TASK DETAILS:
Please list every line in the records below that contains the word "plant". Case counts.

RAW DATA:
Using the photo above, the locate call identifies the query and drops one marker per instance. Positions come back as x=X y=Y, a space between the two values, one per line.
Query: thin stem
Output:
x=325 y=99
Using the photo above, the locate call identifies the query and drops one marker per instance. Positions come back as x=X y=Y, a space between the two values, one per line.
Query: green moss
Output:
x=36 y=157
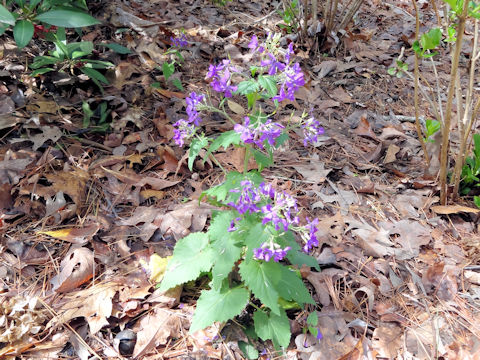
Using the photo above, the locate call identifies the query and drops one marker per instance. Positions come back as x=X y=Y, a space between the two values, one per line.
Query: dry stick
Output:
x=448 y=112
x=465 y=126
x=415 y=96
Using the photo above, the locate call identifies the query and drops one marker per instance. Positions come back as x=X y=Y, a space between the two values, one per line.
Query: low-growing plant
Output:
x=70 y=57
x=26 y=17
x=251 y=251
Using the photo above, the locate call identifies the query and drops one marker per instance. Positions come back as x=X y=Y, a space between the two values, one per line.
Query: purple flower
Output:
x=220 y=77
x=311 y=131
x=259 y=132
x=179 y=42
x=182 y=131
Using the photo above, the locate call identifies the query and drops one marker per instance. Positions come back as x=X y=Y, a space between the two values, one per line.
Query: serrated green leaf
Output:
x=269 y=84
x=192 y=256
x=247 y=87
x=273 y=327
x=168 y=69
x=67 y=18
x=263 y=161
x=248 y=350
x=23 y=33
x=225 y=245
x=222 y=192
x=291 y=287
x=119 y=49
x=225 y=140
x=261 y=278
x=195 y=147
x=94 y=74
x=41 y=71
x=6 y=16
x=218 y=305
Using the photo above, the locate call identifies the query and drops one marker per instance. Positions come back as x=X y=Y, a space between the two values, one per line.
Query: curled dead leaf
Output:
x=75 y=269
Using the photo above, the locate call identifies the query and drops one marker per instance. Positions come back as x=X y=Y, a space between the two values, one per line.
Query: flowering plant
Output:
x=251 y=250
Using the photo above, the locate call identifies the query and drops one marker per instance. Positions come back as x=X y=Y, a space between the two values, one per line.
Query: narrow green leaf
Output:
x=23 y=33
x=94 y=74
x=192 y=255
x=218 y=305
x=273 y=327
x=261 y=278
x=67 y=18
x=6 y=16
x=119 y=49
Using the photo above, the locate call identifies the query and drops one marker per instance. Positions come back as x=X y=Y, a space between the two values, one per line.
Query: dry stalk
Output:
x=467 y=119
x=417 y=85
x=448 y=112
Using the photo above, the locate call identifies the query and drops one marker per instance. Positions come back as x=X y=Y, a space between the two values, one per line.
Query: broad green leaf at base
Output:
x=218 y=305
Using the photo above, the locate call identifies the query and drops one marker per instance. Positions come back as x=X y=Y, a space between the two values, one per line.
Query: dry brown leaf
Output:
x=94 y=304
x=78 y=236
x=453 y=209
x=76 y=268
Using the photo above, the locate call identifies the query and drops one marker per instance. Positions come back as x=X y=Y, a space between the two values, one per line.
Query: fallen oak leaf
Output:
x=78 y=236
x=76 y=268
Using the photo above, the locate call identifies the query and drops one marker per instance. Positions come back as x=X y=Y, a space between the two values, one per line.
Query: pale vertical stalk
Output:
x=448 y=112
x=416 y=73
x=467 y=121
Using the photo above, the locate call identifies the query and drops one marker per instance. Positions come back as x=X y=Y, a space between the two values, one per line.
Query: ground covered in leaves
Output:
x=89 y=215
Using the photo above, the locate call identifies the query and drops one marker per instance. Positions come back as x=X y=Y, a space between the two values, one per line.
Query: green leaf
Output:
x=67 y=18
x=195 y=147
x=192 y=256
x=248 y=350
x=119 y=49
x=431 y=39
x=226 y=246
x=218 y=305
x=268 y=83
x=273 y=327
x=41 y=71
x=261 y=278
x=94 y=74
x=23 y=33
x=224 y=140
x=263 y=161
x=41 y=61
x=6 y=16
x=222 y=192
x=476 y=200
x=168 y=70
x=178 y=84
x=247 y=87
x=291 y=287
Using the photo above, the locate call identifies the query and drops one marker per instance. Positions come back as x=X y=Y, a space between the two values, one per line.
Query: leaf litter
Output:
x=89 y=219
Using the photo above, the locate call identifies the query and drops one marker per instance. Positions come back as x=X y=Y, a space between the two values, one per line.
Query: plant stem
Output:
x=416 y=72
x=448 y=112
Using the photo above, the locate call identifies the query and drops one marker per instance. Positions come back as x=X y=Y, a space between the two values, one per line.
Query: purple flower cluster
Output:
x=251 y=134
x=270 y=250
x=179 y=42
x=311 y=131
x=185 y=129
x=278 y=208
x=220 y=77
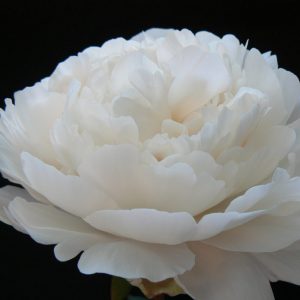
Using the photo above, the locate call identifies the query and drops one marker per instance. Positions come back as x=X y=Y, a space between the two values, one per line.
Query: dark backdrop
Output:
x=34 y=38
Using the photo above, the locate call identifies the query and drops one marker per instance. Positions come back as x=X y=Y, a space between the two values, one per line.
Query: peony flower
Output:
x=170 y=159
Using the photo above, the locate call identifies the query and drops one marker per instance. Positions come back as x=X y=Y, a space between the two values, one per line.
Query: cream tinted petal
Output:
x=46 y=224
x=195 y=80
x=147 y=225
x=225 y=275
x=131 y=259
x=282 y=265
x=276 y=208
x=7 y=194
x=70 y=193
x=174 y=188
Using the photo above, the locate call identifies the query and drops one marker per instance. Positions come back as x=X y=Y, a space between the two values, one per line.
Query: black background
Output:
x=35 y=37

REPLY:
Query: low-growing plant
Query: flowering plant
Query: plant stem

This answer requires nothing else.